[Dataset items]
>>>
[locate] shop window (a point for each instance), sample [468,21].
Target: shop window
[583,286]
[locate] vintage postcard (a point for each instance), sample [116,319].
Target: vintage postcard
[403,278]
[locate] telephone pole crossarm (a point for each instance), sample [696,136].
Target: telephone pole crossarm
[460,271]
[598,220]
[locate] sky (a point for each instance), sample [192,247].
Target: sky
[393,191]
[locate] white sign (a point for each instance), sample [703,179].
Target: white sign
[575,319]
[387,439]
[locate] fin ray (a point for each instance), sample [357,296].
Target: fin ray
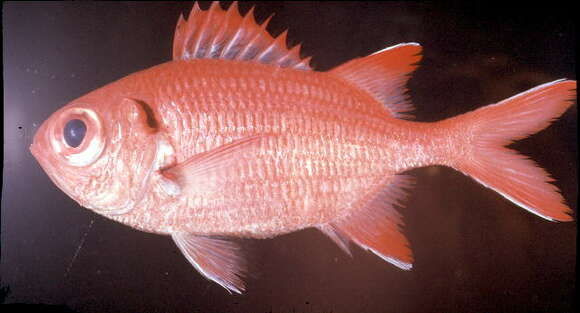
[384,75]
[514,176]
[225,34]
[377,226]
[218,260]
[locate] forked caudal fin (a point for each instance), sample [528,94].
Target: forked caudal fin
[491,128]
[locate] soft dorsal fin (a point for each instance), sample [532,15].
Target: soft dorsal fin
[384,75]
[225,34]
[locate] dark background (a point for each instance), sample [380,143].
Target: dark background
[474,250]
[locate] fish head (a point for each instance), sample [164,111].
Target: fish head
[100,150]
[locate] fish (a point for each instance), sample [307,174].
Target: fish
[238,136]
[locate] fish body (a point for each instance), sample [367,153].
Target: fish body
[238,137]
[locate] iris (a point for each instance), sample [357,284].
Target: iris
[74,132]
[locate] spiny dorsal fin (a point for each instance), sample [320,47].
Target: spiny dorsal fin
[225,34]
[384,75]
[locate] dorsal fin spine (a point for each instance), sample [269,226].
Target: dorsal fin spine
[227,34]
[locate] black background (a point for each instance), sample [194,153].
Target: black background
[474,250]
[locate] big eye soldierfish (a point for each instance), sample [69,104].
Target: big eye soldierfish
[238,136]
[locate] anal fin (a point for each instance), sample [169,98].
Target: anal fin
[218,260]
[376,226]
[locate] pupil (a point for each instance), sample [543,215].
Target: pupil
[74,132]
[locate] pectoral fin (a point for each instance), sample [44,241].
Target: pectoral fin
[218,260]
[202,172]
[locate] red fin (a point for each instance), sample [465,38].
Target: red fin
[384,75]
[217,259]
[377,226]
[225,34]
[513,175]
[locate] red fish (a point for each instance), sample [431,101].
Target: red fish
[238,136]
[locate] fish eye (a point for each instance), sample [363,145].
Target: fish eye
[77,136]
[74,132]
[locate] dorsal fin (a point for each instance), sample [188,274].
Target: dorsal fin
[384,75]
[225,34]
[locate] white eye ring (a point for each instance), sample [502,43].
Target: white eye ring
[92,145]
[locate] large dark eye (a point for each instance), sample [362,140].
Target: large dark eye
[74,132]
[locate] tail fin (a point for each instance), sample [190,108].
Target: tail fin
[513,175]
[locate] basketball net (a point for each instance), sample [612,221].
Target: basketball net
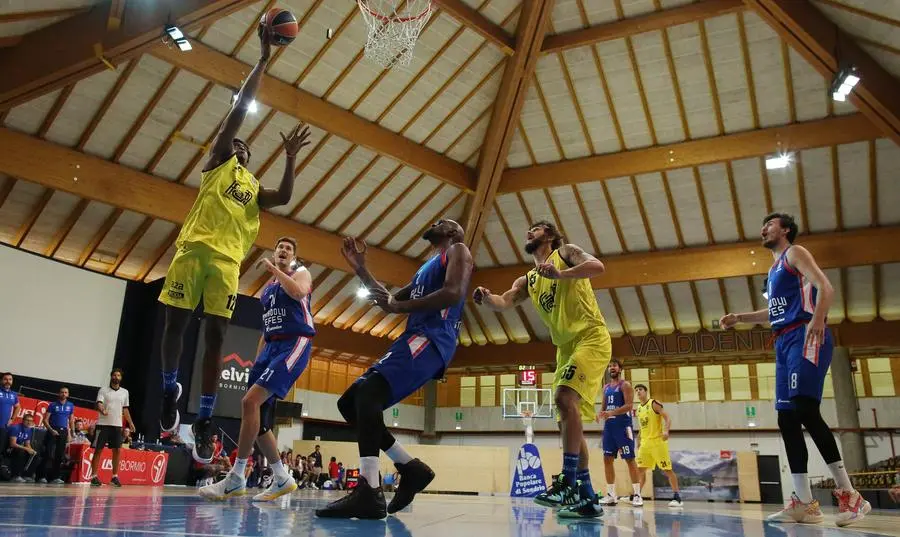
[394,27]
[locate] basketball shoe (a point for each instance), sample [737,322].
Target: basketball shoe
[797,511]
[851,507]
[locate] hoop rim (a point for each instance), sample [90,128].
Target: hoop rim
[364,5]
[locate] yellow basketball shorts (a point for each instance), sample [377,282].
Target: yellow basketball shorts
[581,364]
[654,454]
[197,270]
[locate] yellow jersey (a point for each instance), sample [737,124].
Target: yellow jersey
[651,422]
[225,215]
[567,307]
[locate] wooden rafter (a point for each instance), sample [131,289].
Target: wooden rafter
[827,49]
[507,107]
[63,53]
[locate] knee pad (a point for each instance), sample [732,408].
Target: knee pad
[266,416]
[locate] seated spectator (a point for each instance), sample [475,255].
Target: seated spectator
[24,457]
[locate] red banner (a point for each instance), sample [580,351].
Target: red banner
[38,408]
[135,467]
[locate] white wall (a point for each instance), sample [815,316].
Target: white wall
[58,322]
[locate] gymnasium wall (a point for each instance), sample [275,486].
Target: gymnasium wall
[61,323]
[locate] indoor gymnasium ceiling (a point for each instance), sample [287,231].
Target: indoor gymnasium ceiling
[615,84]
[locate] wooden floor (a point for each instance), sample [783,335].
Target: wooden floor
[39,510]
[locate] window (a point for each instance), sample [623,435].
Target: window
[765,381]
[739,375]
[687,384]
[714,383]
[880,377]
[488,385]
[467,391]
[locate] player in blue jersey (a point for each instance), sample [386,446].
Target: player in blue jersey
[618,434]
[434,301]
[283,354]
[799,296]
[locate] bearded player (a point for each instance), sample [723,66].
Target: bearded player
[560,289]
[283,354]
[799,296]
[434,301]
[217,233]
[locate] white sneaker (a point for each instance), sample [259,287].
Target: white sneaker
[277,489]
[233,485]
[851,507]
[797,511]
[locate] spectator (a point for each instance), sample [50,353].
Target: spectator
[24,457]
[60,424]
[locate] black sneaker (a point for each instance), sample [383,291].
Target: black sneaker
[203,445]
[414,477]
[363,502]
[558,494]
[169,418]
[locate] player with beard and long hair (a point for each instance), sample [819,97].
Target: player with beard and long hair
[560,290]
[799,296]
[434,301]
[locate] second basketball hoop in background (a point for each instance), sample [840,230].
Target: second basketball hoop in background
[394,27]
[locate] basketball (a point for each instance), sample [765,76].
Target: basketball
[282,26]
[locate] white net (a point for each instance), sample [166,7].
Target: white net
[394,27]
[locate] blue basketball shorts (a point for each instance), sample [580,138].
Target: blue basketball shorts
[408,365]
[280,364]
[618,440]
[800,370]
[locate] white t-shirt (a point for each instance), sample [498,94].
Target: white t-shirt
[114,401]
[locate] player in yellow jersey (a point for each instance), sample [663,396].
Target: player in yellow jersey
[217,233]
[560,290]
[653,440]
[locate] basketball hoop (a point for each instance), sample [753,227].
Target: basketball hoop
[394,27]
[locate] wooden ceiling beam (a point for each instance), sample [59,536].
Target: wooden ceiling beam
[54,167]
[65,52]
[859,247]
[479,24]
[508,104]
[827,48]
[221,69]
[657,20]
[748,144]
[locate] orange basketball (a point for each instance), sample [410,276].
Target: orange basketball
[282,26]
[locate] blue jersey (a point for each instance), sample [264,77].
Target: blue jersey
[284,316]
[792,299]
[21,433]
[615,398]
[441,327]
[8,400]
[59,414]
<<<
→ **REQUIRED TASK**
Make an exact copy of the listing above. Do not include the pictures.

→ **COMPLETE OUTPUT**
[locate] shop window (a point for each instance), sample [468,21].
Target: shop window
[583,286]
[locate] vintage postcard (a point for each instance), sample [116,319].
Target: vintage postcard
[403,278]
[locate] telephone pole crossarm (a point for each instance), sample [696,136].
Target: telephone pole crossarm
[460,271]
[598,220]
[locate] sky (a point for each instance), sample [192,247].
Target: sky
[393,191]
[locate] white sign (a point for each instance), sample [703,179].
Target: white sign
[575,319]
[387,439]
[locate] fin ray (a point for each instance), sample [357,296].
Target: fin ray
[384,75]
[514,176]
[225,34]
[377,226]
[218,260]
[locate] forked caudal fin (a point for each instance), sample [528,94].
Target: forked caudal fin
[491,128]
[locate] soft dorsal fin (a point for each instance), sample [532,15].
Target: soft dorsal fin
[384,75]
[225,34]
[locate] dark background (a point for each instance), sample [380,143].
Target: dark background
[474,250]
[locate] fish head (a point for each instance), sample [164,111].
Target: fish head
[100,150]
[locate] fish (a point for each instance), sample [307,174].
Target: fish
[238,136]
[locate] fish body (a point for each instance), sample [367,153].
Target: fish body
[238,137]
[locate] iris (a point for each instance), sample [357,284].
Target: iris
[74,132]
[locate] spiny dorsal fin (a point for each instance), sample [320,47].
Target: spiny dorsal fin
[225,34]
[384,75]
[locate] dorsal fin spine (a point for each instance), sample [269,226].
Target: dorsal fin spine
[227,34]
[locate] black background (a point for each instance), sample [194,153].
Target: black background
[474,250]
[locate] big eye soldierfish (a point for each instance), sample [69,104].
Target: big eye soldierfish
[238,136]
[locate] anal fin (a point for each instance), sample [169,98].
Target: anal fin
[218,260]
[376,226]
[locate] pupil (a point for each instance), sample [543,215].
Target: pupil
[74,132]
[locate] pectoral fin (a point for each instance), sample [44,241].
Target: pectoral fin
[218,260]
[202,172]
[locate] red fin (a point for each instance), sample [465,38].
Target: red fin
[384,75]
[217,259]
[377,226]
[225,34]
[513,175]
[locate] red fish (a point for each instance), sample [431,101].
Target: red fish
[238,136]
[locate] fish eye (a point for each instance), sample [363,145].
Target: fish eye
[77,136]
[74,132]
[locate] dorsal fin (a point for each instance), sample [188,274].
Target: dorsal fin
[384,75]
[225,34]
[locate] white eye ring (a point for each instance), sample [502,43].
Target: white eye ring
[92,145]
[locate] large dark eye (a point for each instance), sample [362,140].
Target: large dark eye
[74,132]
[locate] tail fin (a point for each instance), sample [190,108].
Target: tail fin
[513,175]
[locate] basketball net (a point for each instance), sample [612,221].
Target: basketball net
[394,27]
[locate] basketball shoe (a point for each instance), sample [737,322].
Target: basketball shoe
[797,511]
[851,507]
[locate] hoop rim (a point for each instance), sample [90,128].
Target: hoop rim
[364,5]
[locate] yellow basketball shorts (a point for each instance), sample [377,282].
Target: yellow basketball shorts
[581,364]
[654,454]
[197,270]
[locate] yellow jersey (a point for each instance), sample [737,124].
Target: yellow jersey
[651,422]
[225,215]
[567,307]
[locate] wooden rafter (a point for each instance), sample [131,289].
Target: wooden rafter
[827,49]
[507,107]
[63,53]
[locate] knee pad (a point for each instance), sample [732,408].
Target: knee pad
[266,416]
[locate] seated spectator (a point for each instance), sample [475,255].
Target: seated spectator
[24,457]
[locate] red banner (a point for each instance), sample [580,351].
Target: red banner
[38,408]
[135,467]
[locate] white wall (a point for each instance), sample [815,316].
Target: white wall
[58,322]
[locate] gymnasium wall (a point for each instance), sample [275,486].
Target: gymnasium wall
[61,323]
[locate] indoor gymnasium ceiling (a point for each instance), sample [287,231].
Target: indoor gymnasium ceiling
[615,84]
[locate] wooden floor (a point for each instance), sample [783,335].
Target: wooden floor
[39,510]
[locate] window (a point for each instance), sample [623,435].
Target: window
[765,381]
[739,375]
[687,384]
[714,383]
[880,377]
[488,385]
[467,391]
[locate] player in blue jersey (a point for each instance), sample [386,446].
Target: player in blue jersey
[618,434]
[434,301]
[283,354]
[799,296]
[locate] bearded player (a point for each instance), sample [723,66].
Target: bearded player
[560,289]
[283,354]
[799,296]
[434,301]
[217,233]
[locate] white sneaker (a point for each instance), sample [259,287].
Target: white sneaker
[277,489]
[233,485]
[851,507]
[797,511]
[locate] spectator (a point for each instance), sample [50,353].
Target: spectator
[24,457]
[60,424]
[locate] black sneaker (a point for each instance), sample [383,291].
Target: black sneaker
[203,445]
[414,477]
[363,502]
[558,494]
[169,418]
[locate] player with beard and long hair (a point for each instance), sample [819,97].
Target: player with beard and long hair
[560,290]
[799,296]
[434,301]
[locate] second basketball hoop in background (a point for each instance), sample [840,230].
Target: second basketball hoop in background
[394,27]
[locate] basketball (a point for each instance), sample [765,76].
Target: basketball
[282,26]
[locate] white net (a point for each instance), sample [166,7].
Target: white net
[394,27]
[locate] blue basketball shorts (a point for each instance), sample [580,138].
Target: blue basketball shorts
[408,365]
[280,364]
[618,440]
[800,370]
[locate] white t-shirt (a point for each instance), sample [498,94].
Target: white t-shirt
[114,401]
[locate] player in yellow jersey (a point for each instance), sample [663,396].
Target: player in yellow jersey
[217,233]
[560,290]
[653,440]
[locate] basketball hoop (a point for each instance), sample [753,227].
Target: basketball hoop
[394,27]
[locate] wooden ceiling beam (a point for each instance), sample [59,536].
Target: wooden ceiling beam
[54,167]
[65,52]
[859,247]
[479,24]
[508,104]
[827,48]
[221,69]
[657,20]
[748,144]
[locate] orange basketball (a point for each instance), sample [410,276].
Target: orange basketball
[282,26]
[locate] blue jersey (a point for each instance), sample [264,77].
Target: blue jersey
[284,316]
[792,299]
[21,433]
[615,398]
[441,327]
[8,400]
[59,414]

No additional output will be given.